=== Excerto para leitura ===

Responde o illustre relator da commissão: é uma questão de confiança; approva quem confia, rejeita quem não tem confiança.

Eu pergunto a mim mesmo e á camara: que confiança é esta? Em que é que se confia?

Para mim a questão de confiança é uma questão unica e exclusivamente pessoal e politica. A confiança politica está completamente ligada a uma certa e determinada situação politica.

A quem concedemos nós este voto de confiança? Ao governo actual?

Pergunto eu, portanto, tem esta lei alguma restricção em virtude da qual fique declarado que esta lei póde ser executada por este governo, e que fica recusada a qualquer outro? Eu creio que não.

Que certeza tem a camara e a illustre commissão de que, apenas esta lei seja votada pelo parlamento, ha de ser este ministerio e não outro qualquer que a ha de executar?

O illustre relator da commissão, votando e defendendo este projecto unicamente por confiança politica, não póde arriscar-se a votar uma auctorisação d'esta natureza a um ministerio diametralmente opposto á sua confiança politica?

Já se vê, pois, que a rasão da confiança é uma rasão completamente inadmissivel.

Eu não posso suppor que a camara possa affirmar o seu voto de confiança em todos os ministerios possiveis.

Não ha garantia alguma de que a lei ha de ser executada pelo ministerio a quem se vota.

Fica votada para ser executada pelo ministerio que estiver, seja elle quem for; e nos termos vagos em que está redigida a lei, creio que este governo fica auctorisado a executal-a de um modo, e qualquer governo que lhe succeda fica auctorisado igualmente a alterar essa execução, e por novos regulamentos a executal-a de um modo inteiramente diverso.

Votar leis por esta fórma, vejam os illustres deputados onde isto nos conduz, e quaes são os perigos tanto para o paiz, como principalmente para o systema parlamentar, que todos nós temos verdadeiro empenho o interesse em manter na devida altura.

=== Dados extraídos ===

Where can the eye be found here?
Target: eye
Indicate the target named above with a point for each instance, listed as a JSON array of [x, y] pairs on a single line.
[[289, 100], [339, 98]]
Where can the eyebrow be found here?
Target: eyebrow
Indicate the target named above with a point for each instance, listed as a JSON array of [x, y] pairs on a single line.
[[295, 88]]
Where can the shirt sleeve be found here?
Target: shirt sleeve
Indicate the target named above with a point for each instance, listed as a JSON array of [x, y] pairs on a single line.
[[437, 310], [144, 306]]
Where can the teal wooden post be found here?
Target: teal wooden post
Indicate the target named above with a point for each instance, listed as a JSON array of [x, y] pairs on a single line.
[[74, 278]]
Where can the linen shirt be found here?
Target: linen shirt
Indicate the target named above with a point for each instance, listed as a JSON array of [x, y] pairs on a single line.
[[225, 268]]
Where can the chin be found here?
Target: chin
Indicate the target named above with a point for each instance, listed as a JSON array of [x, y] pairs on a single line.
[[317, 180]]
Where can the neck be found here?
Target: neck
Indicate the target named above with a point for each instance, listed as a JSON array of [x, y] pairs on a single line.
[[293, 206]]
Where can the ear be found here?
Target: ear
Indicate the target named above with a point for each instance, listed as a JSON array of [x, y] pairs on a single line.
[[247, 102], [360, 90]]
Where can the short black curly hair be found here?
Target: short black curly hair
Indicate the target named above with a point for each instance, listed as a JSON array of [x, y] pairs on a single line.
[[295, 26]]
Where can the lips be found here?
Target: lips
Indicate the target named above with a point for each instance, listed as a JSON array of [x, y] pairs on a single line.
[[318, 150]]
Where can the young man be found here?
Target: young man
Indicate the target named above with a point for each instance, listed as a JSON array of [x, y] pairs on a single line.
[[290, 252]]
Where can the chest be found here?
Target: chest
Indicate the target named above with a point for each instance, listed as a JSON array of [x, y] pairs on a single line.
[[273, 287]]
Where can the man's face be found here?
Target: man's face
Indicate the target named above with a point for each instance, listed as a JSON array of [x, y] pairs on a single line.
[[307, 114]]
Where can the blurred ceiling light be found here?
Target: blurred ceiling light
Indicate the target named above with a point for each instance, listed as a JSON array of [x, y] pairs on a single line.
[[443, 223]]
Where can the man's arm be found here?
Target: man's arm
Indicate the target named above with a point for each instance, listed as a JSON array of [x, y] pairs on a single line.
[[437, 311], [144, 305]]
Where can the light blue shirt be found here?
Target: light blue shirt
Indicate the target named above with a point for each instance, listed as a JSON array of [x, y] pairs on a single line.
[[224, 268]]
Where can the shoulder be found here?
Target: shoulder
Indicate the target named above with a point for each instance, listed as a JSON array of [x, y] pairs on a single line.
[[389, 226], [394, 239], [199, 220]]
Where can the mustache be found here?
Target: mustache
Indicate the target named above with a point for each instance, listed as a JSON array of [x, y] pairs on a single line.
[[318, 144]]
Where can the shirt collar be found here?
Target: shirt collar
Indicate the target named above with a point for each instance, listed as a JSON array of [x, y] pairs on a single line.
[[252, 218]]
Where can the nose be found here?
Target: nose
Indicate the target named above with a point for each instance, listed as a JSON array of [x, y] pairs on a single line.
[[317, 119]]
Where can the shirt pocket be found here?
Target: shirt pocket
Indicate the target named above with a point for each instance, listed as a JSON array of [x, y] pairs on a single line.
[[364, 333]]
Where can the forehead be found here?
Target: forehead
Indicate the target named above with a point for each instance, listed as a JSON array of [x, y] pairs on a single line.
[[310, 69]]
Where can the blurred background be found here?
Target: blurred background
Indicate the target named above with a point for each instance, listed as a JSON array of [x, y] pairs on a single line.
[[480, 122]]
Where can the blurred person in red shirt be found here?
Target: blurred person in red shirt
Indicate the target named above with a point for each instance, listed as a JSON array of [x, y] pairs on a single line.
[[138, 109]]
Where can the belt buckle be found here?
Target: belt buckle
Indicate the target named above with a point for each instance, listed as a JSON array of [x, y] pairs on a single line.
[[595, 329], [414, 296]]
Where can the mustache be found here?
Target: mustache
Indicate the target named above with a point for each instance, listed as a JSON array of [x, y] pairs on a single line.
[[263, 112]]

===
=== Dados extraídos ===

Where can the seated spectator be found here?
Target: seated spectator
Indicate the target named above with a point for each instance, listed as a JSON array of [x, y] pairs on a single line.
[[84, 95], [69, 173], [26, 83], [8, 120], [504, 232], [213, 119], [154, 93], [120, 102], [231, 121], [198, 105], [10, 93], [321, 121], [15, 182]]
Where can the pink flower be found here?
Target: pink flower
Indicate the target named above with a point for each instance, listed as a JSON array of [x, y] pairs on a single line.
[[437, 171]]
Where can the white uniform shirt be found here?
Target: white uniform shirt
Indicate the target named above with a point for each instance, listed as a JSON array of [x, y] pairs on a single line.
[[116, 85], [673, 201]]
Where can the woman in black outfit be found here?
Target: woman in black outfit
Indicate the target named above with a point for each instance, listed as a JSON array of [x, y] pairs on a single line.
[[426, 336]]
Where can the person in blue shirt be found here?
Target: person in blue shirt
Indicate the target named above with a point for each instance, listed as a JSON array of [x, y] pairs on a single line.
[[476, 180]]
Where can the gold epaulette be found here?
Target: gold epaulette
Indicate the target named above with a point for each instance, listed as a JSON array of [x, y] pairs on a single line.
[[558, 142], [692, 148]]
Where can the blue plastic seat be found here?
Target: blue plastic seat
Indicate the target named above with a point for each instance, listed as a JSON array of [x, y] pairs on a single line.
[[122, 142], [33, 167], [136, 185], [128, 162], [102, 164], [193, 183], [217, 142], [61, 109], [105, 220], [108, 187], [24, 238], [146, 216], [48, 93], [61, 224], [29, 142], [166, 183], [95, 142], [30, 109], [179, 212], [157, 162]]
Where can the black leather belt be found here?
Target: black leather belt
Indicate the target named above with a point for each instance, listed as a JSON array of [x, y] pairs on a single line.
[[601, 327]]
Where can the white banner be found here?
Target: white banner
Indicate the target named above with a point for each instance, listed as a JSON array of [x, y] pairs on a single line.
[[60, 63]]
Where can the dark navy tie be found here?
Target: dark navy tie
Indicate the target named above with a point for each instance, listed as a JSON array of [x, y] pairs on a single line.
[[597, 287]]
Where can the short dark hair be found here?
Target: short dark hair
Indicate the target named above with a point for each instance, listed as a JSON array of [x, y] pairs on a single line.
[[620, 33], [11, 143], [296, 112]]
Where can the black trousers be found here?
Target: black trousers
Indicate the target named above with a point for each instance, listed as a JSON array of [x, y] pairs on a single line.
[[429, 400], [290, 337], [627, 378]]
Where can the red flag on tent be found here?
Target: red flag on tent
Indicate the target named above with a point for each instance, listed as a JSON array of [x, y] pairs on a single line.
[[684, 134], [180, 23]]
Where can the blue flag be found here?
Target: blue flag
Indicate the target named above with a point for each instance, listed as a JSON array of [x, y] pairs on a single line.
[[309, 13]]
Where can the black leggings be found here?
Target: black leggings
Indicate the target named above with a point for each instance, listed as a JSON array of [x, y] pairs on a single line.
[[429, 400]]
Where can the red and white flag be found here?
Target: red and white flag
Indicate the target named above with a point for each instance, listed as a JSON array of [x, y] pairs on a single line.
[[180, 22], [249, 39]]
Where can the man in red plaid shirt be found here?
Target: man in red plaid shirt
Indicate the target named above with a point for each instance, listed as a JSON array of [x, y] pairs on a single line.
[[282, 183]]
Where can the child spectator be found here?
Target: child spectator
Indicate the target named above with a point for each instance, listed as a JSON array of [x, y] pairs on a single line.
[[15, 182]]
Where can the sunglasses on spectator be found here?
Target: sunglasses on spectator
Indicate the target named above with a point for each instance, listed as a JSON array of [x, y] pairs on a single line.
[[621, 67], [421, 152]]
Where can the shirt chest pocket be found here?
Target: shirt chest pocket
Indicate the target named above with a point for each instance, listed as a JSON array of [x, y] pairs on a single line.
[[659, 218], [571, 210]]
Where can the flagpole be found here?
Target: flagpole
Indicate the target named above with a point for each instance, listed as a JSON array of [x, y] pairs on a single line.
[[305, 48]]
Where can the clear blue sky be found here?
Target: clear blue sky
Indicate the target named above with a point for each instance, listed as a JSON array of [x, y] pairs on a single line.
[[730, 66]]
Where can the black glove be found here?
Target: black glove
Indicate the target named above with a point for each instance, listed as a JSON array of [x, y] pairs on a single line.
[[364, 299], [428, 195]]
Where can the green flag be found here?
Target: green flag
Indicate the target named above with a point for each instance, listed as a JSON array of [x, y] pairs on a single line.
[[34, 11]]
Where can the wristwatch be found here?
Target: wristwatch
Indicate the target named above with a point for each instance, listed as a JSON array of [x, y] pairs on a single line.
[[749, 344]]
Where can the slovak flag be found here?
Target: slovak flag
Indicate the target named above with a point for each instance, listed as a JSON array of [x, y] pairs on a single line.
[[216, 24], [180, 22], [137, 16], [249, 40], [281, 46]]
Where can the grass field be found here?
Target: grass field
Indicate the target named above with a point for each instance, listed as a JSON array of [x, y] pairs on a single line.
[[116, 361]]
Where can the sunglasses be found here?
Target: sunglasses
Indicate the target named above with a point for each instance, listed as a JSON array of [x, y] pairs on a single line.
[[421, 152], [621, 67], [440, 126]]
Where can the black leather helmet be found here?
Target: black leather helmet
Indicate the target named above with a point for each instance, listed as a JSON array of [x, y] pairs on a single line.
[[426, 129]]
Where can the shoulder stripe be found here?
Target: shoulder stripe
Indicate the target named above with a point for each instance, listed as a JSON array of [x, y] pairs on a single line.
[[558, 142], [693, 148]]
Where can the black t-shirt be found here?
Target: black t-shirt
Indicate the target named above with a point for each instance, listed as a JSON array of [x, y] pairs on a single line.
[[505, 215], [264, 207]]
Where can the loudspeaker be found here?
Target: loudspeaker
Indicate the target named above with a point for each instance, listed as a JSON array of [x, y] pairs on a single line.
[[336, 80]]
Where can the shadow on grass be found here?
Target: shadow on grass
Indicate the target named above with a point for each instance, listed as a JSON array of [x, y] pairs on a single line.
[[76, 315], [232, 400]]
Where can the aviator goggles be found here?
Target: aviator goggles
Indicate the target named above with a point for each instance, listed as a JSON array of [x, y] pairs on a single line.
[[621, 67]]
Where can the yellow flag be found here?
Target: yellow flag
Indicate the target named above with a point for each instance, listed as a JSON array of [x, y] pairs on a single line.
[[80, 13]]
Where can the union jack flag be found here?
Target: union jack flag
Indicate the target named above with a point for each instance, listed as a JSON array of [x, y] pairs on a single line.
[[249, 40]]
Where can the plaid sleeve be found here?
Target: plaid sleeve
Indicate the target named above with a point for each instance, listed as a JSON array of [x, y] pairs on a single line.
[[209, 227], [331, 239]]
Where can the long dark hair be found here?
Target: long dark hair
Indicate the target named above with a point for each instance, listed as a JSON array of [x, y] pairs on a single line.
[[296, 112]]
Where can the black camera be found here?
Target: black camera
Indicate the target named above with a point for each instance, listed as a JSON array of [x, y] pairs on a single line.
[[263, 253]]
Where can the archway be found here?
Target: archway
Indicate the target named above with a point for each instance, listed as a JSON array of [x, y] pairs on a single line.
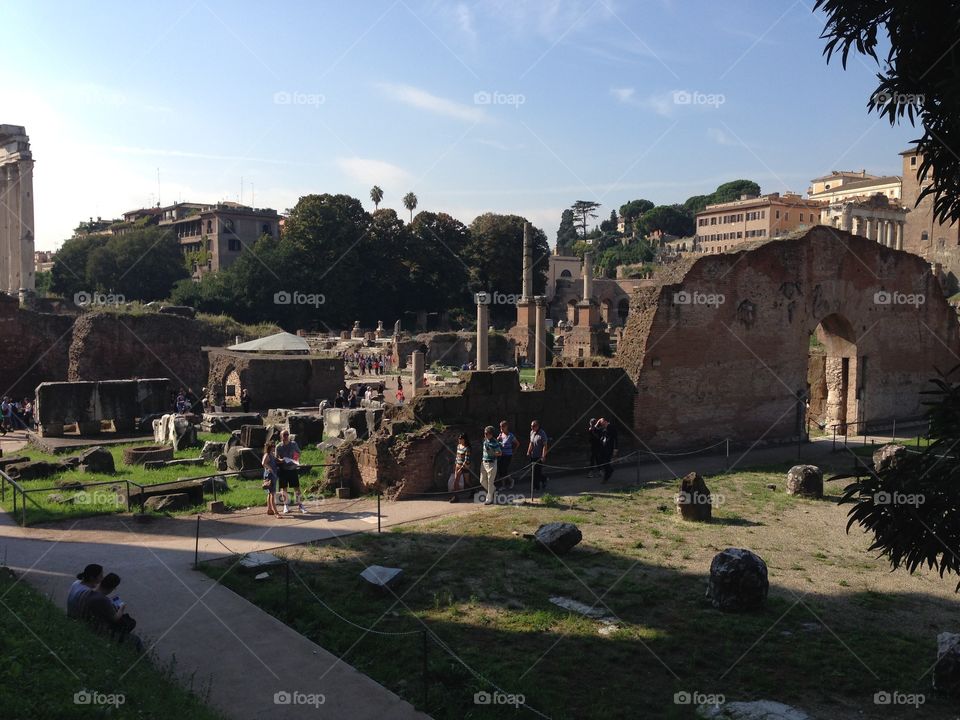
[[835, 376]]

===

Tarefa breve A:
No excerto para leitura, a frase que começa por "Para mim" define que tipo de questão é a questão de confiança?
Tarefa breve B:
Transcreva do excerto para leitura o trecho que abre com as palavras "Pergunto eu, portanto, tem" e fecha com "sua confiança politica?".

Resposta desenvolvida A:
Uma questão única e exclusivamente pessoal e política.

Resposta desenvolvida B:
Pergunto eu, portanto, tem esta lei alguma restricção em virtude da qual fique declarado que esta lei póde ser executada por este governo, e que fica recusada a qualquer outro? Eu creio que não.

Que certeza tem a camara e a illustre commissão de que, apenas esta lei seja votada pelo parlamento, ha de ser este ministerio e não outro qualquer que a ha de executar?

O illustre relator da commissão, votando e defendendo este projecto unicamente por confiança politica, não póde arriscar-se a votar uma auctorisação d'esta natureza a um ministerio diametralmente opposto á sua confiança politica?